• [Opdracht 1] Haal uit de gegevens elke regel waarin het woord "missed" staat en schrijf die regels over. Hoofdletters en kleine letters tellen mee.

• [Tekstfragment]
==============================
Home

Hoge Raad, 13-05-1992, ECLI:NL:HR:1992:BH8422 ZC4985, 27986

Hoge Raad, 13-05-1992, ECLI:NL:HR:1992:BH8422 ZC4985, 27986

Gegevens

Instantie
Hoge Raad
Datum uitspraak
13 mei 1992
Datum publicatie
8 april 2013
ECLI
ECLI:NL:HR:1992:ZC4985
Zaaknummer
27986
Relevante informatie
Wet op de omzetbelasting 1968 [Tekst geldig vanaf 01-01-2024 tot 01-01-2025] art. 8

Uitspraak

ARREST

gewezen op het beroep in cassatie van de besloten vennootschap met beperkte aansprakelijkheid X BV te Z tegen de uitspraak van het Gerechtshof te Arnhem van 15 maart 1991 betreffende na te melden naheffingsaanslag in de omzetbelasting.

1. Aanslag, bezwaar en geding voor het Hof

Aan belanghebbende is over het tijdvak 1 april 1985 tot en met 31 december 1985 een naheffingsaanslag in de omzetbelasting opgelegd, welke aanslag, na daartegen gemaakt bezwaar, bij uitspraak van de Inspecteur is verminderd tot een aanslag ten bedrage van f 20.117 aan enkelvoudige belasting, met het besluit algehele kwijtschelding van de verhoging te verlenen. Na die uitspraak heeft de Inspecteur de naheffingsaanslag ambtshalve verminderd tot f 11.857.

Belanghebbende is tegen de uitspraak van de Inspecteur in beroep gekomen bij het Hof, dat deze uitspraak heeft bevestigd en de naheffingsaanslag zoals deze ambtshalve is verminderd, heeft gehandhaafd. De uitspraak van het Hof is aan dit arrest gehecht.

2. Geding in cassatie

Belanghebbende heeft tegen de uitspraak van het Hof beroep in cassatie ingesteld. Het beroepschrift in cassatie is aan dit arrest gehecht en maakt daarvan deel uit.
==============================
• [Ruwe gegevens]
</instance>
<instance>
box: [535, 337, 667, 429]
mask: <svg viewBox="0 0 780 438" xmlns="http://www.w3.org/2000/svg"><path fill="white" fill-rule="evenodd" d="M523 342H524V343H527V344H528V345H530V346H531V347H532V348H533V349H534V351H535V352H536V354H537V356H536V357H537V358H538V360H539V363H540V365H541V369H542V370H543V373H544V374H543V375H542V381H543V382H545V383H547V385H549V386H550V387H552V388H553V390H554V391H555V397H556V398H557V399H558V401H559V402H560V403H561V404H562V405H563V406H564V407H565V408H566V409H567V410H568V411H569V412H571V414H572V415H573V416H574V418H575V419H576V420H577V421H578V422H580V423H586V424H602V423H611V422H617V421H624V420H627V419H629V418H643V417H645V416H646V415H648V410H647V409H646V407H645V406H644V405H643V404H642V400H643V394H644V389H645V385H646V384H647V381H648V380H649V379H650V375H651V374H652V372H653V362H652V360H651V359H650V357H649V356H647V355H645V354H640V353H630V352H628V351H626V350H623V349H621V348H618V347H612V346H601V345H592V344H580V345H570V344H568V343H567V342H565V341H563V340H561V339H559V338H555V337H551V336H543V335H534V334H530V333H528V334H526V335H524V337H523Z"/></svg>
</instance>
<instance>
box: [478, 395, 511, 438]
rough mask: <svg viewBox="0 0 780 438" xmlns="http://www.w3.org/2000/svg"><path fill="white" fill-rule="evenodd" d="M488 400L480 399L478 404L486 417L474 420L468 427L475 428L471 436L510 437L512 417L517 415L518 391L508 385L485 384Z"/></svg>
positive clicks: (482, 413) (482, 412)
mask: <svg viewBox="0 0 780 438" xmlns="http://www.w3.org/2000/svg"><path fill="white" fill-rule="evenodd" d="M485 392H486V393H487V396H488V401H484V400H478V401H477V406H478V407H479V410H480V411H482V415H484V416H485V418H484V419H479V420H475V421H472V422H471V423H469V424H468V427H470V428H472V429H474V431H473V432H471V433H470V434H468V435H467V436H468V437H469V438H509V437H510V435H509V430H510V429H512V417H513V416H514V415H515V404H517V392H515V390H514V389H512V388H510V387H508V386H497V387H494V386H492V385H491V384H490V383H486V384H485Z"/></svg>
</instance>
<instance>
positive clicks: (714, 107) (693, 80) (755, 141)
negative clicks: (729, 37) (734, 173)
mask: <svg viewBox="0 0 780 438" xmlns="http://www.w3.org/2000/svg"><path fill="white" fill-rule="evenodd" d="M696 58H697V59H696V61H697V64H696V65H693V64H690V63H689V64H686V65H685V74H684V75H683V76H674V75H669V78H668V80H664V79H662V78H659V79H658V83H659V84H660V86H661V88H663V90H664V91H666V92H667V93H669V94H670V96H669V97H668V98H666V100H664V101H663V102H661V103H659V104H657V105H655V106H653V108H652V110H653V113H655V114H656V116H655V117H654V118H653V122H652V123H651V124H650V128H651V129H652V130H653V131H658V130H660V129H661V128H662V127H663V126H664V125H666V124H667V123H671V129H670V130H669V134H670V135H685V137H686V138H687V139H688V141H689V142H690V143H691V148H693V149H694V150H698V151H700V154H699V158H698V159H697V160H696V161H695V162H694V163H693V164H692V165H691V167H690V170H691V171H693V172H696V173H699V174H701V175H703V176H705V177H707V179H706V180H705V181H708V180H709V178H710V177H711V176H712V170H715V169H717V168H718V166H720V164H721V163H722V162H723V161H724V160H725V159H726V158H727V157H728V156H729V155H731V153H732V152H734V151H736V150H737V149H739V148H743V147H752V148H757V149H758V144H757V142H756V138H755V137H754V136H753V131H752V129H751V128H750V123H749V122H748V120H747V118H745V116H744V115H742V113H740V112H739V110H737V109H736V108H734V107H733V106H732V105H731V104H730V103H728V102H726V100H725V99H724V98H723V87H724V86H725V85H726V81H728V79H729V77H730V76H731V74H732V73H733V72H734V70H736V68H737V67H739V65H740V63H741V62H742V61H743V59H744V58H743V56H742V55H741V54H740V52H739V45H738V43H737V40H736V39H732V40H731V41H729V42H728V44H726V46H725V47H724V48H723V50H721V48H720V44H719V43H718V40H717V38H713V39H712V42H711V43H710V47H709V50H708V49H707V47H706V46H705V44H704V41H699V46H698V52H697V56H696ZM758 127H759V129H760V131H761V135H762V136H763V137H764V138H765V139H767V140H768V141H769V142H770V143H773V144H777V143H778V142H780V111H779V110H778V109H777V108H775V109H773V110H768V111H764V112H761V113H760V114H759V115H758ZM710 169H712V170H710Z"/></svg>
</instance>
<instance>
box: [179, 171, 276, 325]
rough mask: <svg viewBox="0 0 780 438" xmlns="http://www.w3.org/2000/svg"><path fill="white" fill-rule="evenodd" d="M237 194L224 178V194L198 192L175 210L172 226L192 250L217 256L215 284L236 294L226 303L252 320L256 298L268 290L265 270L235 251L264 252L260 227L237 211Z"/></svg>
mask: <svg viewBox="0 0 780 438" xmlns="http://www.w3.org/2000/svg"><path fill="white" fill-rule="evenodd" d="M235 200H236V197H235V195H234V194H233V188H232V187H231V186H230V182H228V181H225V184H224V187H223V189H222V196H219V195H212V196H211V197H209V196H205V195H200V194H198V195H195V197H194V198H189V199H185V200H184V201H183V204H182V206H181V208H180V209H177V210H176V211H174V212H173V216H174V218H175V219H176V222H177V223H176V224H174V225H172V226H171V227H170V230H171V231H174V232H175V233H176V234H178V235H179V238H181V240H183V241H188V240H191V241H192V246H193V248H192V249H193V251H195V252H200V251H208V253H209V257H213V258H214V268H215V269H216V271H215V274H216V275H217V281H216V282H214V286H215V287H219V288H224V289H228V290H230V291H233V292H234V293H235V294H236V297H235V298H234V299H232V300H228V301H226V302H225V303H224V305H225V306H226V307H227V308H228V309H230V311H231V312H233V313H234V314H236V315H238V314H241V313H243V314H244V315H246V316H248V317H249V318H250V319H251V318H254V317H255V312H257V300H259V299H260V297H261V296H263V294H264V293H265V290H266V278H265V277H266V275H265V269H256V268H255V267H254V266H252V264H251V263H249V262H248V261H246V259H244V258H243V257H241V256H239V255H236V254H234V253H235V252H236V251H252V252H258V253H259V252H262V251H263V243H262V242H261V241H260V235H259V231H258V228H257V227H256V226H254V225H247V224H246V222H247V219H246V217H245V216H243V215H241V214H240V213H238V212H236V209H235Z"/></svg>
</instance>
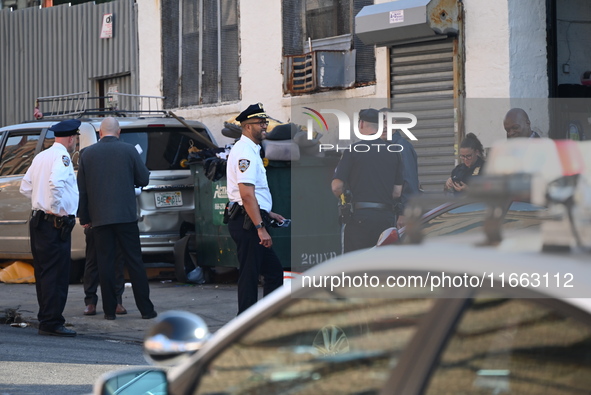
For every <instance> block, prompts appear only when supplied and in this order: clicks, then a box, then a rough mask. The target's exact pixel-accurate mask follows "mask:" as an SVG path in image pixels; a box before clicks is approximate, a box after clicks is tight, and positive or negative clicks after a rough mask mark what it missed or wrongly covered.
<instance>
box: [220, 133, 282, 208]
mask: <svg viewBox="0 0 591 395" xmlns="http://www.w3.org/2000/svg"><path fill="white" fill-rule="evenodd" d="M260 152H261V146H260V145H258V144H255V143H254V142H253V141H252V140H251V139H249V138H248V137H246V136H242V137H240V140H238V141H237V142H236V144H234V146H233V147H232V149H231V150H230V155H229V157H228V163H227V166H226V178H227V187H228V199H229V200H230V201H231V202H238V203H239V204H240V205H241V206H242V205H243V204H242V197H241V196H240V191H239V190H238V184H241V183H242V184H252V185H254V193H255V197H256V199H257V202H258V203H259V207H260V208H261V210H265V211H267V212H270V211H271V208H272V207H273V200H272V198H271V191H270V189H269V184H268V183H267V171H266V170H265V166H264V165H263V160H262V159H261V153H260Z"/></svg>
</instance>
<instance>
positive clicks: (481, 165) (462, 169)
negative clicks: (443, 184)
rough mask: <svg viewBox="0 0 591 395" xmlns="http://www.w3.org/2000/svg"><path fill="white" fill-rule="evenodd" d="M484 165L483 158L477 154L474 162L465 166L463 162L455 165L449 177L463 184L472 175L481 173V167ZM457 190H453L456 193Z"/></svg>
mask: <svg viewBox="0 0 591 395" xmlns="http://www.w3.org/2000/svg"><path fill="white" fill-rule="evenodd" d="M483 167H484V160H483V159H482V158H481V157H480V156H479V157H478V159H476V162H474V164H473V165H472V166H470V167H468V166H466V165H465V164H463V163H460V164H459V165H457V166H456V167H455V168H454V169H453V170H452V171H451V179H452V181H454V182H460V181H461V182H463V183H464V184H469V183H470V179H471V178H472V177H474V176H478V175H480V174H482V168H483ZM456 192H458V191H454V193H456Z"/></svg>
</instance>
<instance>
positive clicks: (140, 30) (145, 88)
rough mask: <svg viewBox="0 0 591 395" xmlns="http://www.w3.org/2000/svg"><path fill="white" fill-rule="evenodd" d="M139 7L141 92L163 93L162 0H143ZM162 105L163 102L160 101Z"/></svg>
mask: <svg viewBox="0 0 591 395" xmlns="http://www.w3.org/2000/svg"><path fill="white" fill-rule="evenodd" d="M137 5H138V6H137V9H138V15H137V19H138V47H139V62H140V68H139V81H140V82H139V83H140V94H142V95H147V96H161V95H162V29H161V26H162V25H161V21H160V0H142V1H140V2H138V3H137ZM160 105H161V106H162V103H160Z"/></svg>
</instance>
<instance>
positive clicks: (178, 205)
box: [155, 191, 183, 207]
mask: <svg viewBox="0 0 591 395" xmlns="http://www.w3.org/2000/svg"><path fill="white" fill-rule="evenodd" d="M155 195H156V207H177V206H182V205H183V197H182V195H181V193H180V191H176V192H156V194H155Z"/></svg>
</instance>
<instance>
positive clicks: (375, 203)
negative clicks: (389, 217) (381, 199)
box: [353, 202, 394, 211]
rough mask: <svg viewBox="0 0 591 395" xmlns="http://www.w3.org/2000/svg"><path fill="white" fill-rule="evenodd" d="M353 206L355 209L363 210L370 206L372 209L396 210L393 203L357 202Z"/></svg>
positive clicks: (370, 207)
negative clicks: (392, 203)
mask: <svg viewBox="0 0 591 395" xmlns="http://www.w3.org/2000/svg"><path fill="white" fill-rule="evenodd" d="M353 208H354V209H355V210H363V209H366V208H370V209H375V210H386V211H394V206H393V205H391V204H384V203H373V202H357V203H354V204H353Z"/></svg>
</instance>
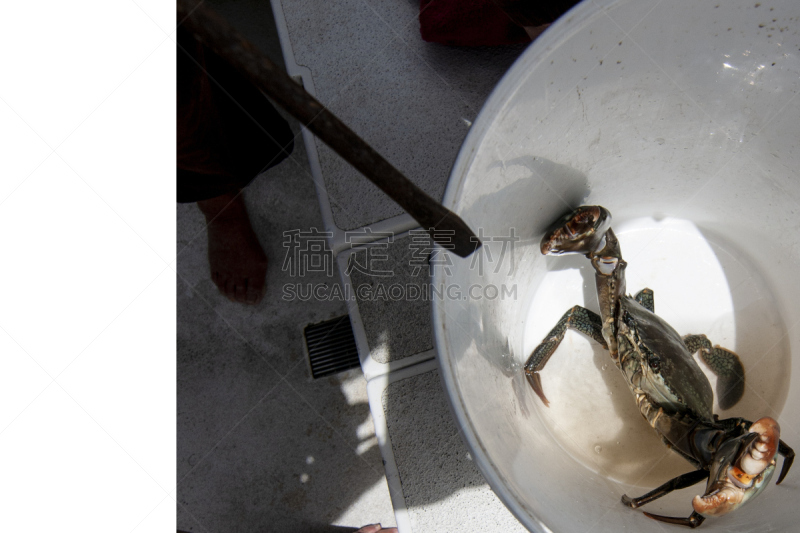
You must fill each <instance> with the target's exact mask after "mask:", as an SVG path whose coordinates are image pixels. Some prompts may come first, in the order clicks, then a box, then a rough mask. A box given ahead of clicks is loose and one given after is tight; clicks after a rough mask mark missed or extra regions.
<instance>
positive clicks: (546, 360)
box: [525, 305, 608, 406]
mask: <svg viewBox="0 0 800 533" xmlns="http://www.w3.org/2000/svg"><path fill="white" fill-rule="evenodd" d="M567 329H574V330H577V331H580V332H581V333H584V334H586V335H588V336H590V337H591V338H593V339H594V340H596V341H597V342H599V343H600V344H602V345H603V347H604V348H608V346H607V345H606V341H605V339H603V321H602V319H601V318H600V316H599V315H598V314H597V313H594V312H592V311H589V310H588V309H586V308H585V307H581V306H579V305H576V306H575V307H573V308H572V309H570V310H569V311H567V312H566V313H564V316H562V317H561V320H559V321H558V324H556V325H555V327H554V328H553V329H551V330H550V333H548V334H547V336H546V337H545V338H544V340H543V341H542V342H541V343H540V344H539V346H537V347H536V349H535V350H533V353H532V354H531V356H530V357H529V358H528V362H527V363H525V376H526V377H527V378H528V383H530V384H531V387H532V388H533V391H534V392H535V393H536V394H537V395H538V396H539V398H541V399H542V402H544V404H545V405H547V406H549V405H550V402H548V401H547V398H546V397H545V395H544V392H543V391H542V380H541V378H540V377H539V372H540V371H541V370H542V369H543V368H544V365H546V364H547V361H548V359H550V356H551V355H553V352H555V351H556V348H558V345H559V344H561V341H562V340H564V334H565V333H566V332H567Z"/></svg>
==============================
• [Opdracht 2] Ga door met het arrest van de Hoge Raad over de naheffingsaanslag in de omzetbelasting, vanaf de laatste zin die er staat.

• [Antwoord 1]
For every <instance> block, prompts appear only when supplied and in this order: clicks, then a box, then a rough mask. The target's exact pixel-accurate mask follows "mask:" as an SVG path in image pixels; a box before clicks is approximate, a box after clicks is tight, and positive or negative clicks after a rough mask mark what it missed or wrongly covered.
You must fill each <instance> with the target's exact mask after "mask:", as an SVG path whose coordinates are image pixels. Some prompts may come first, in the order clicks, then a box, then a rough mask. A box given ahead of clicks is loose and one given after is tight; clicks after a rough mask mark missed or extra regions.

• [Antwoord 2]
De Staatssecretaris van Financiën heeft bij vertoogschrift het cassatieberoep bestreden.

3. Beoordeling van de middelen

3.1. In cassatie kan van het volgende worden uitgegaan:

Belanghebbende, werkzaam in de onroerend-goedsector, heeft in 1982 een tiental door haar voor de verkoop gebouwde woningen tijdelijk verhuurd. De Inspecteur heeft toegestaan dat zij met betrekking tot deze woningen gebruik zou maken van de regeling, vervat in de Resolutie van 15 december 1981, nr. 281-17 870, Vakstudie Nieuws 1982, blz. 163, volgens welke voldoening van de belasting eerst behoeft plaats te vinden over het belastingtijdvak waarin het tijdstip is gelegen, waarop drie jaren na dat van de ingebruikneming zijn verstreken. Op grond hiervan is belanghebbende ter zake van de levering van de onderhavige woningen, als bedoeld in artikel 3, lid 1, letter h, van de Wet op de omzetbelasting 1968 (hierna: de Wet), in het naheffingstijdvak omzetbelasting verschuldigd geworden.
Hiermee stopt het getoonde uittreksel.